Rewrite the records from the line containing "Exercise. Locate the stone staircase" through the end of the records, inclusive, as a two-column CSV with the header row instruction,response. Give one row per record, its text under instruction and its answer under response, with each field in double quotes and every line break replaced by a space.

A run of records
● ● ● ●
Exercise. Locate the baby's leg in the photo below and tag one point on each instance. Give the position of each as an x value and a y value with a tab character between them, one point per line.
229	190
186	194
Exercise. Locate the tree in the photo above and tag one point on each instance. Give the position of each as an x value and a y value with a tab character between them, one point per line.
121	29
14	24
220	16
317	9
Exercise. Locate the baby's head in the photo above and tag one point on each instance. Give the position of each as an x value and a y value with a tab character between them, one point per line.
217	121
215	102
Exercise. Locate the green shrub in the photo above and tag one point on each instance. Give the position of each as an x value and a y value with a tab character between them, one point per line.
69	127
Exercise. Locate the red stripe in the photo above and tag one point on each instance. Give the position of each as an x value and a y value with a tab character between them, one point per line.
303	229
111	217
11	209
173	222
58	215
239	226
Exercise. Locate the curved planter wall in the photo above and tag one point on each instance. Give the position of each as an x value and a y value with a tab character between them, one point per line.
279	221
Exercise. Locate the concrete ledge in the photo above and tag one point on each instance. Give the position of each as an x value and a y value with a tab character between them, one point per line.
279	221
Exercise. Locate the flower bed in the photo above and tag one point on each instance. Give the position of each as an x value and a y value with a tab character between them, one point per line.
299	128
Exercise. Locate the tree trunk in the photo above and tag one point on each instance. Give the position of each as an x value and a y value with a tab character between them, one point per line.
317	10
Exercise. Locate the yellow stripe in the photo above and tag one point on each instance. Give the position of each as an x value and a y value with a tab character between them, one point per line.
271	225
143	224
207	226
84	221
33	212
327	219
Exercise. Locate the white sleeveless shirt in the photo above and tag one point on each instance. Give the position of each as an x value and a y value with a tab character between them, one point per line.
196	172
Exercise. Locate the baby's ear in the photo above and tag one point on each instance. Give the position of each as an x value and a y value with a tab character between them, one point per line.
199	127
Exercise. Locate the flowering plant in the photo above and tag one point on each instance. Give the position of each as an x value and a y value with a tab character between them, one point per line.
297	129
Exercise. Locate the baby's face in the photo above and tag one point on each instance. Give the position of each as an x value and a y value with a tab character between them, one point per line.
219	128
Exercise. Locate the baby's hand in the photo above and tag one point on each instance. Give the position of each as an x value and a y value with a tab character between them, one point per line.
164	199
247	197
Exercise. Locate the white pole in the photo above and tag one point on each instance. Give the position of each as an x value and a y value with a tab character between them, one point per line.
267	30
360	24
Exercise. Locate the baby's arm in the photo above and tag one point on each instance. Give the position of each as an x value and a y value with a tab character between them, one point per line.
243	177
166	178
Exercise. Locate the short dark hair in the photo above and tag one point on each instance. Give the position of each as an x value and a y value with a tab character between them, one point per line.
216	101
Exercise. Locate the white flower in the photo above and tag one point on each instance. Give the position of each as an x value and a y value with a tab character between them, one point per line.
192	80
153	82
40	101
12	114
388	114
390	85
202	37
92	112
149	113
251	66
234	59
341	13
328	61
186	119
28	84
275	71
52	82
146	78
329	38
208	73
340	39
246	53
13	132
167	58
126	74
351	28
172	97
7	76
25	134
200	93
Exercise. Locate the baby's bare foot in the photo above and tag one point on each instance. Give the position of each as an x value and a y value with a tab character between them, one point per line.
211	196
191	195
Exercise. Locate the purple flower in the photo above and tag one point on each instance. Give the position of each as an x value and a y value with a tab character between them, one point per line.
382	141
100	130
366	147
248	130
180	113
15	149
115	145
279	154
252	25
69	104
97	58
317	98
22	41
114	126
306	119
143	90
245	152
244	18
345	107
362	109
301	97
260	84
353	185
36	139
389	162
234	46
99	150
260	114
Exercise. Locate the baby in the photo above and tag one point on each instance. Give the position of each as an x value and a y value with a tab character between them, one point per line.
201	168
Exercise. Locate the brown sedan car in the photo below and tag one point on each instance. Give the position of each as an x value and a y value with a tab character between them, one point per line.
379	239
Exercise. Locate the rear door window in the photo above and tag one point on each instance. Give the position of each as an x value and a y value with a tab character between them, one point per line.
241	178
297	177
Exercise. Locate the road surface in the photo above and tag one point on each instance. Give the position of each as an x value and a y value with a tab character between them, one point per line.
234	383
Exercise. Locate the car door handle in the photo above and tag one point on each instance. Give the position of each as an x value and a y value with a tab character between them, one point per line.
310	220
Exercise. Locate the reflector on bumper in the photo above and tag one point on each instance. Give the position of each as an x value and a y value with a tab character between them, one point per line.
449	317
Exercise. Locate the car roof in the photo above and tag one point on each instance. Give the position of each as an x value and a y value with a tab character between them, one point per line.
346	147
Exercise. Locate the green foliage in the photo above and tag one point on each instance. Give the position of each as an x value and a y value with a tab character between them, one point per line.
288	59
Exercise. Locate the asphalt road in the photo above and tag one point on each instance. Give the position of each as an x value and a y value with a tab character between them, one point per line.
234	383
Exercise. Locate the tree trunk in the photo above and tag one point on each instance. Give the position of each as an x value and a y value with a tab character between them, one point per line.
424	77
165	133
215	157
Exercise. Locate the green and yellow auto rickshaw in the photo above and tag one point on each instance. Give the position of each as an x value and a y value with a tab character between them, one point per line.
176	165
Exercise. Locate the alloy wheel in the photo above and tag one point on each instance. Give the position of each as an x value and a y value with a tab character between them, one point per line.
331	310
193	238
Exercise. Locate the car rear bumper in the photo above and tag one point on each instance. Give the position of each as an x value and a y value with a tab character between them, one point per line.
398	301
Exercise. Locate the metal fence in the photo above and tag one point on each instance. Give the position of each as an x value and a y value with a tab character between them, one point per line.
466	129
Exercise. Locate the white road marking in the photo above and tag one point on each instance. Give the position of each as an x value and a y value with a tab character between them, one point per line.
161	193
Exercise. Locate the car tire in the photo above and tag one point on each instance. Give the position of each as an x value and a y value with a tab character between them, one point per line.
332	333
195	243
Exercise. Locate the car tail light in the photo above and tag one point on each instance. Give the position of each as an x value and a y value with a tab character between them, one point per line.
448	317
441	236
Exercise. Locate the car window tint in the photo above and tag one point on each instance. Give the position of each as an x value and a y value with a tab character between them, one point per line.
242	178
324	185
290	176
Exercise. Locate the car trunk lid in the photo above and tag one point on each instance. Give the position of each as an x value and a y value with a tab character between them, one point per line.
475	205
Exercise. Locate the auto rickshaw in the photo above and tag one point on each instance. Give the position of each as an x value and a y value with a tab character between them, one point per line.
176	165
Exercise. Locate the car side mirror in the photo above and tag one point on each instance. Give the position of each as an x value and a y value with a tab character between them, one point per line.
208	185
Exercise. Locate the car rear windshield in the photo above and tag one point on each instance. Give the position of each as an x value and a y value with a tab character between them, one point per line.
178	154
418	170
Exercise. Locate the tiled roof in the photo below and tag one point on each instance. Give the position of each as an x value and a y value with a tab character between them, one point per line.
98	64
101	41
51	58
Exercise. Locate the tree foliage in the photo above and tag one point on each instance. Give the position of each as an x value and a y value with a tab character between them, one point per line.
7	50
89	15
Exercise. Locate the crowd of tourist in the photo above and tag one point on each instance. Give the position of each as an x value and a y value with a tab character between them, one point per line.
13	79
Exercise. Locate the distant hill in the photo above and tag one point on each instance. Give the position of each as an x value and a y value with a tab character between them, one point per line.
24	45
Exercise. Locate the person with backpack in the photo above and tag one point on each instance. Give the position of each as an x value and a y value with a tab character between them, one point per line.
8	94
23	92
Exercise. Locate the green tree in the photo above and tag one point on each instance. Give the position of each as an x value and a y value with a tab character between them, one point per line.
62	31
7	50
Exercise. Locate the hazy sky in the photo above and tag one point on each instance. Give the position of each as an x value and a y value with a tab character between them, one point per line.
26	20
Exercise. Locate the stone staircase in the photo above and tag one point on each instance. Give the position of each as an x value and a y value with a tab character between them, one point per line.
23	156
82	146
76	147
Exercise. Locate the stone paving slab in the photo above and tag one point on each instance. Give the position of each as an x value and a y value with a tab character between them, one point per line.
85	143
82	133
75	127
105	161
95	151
● ● ● ●
- [REPLY]:
instruction,response
"Exercise. Locate the stone staircase in the photo above and tag one point on each instance. Give the position of each as an x value and a y value with a tab character between them, one point per line.","23	156 82	146 76	147"
"Exercise. Locate the stone paving slab in the photo above and tag one point on each instance. Give the position of each as an x value and a y value with a tab character between them, one point per line.","85	143 82	133 75	127 105	161 95	151"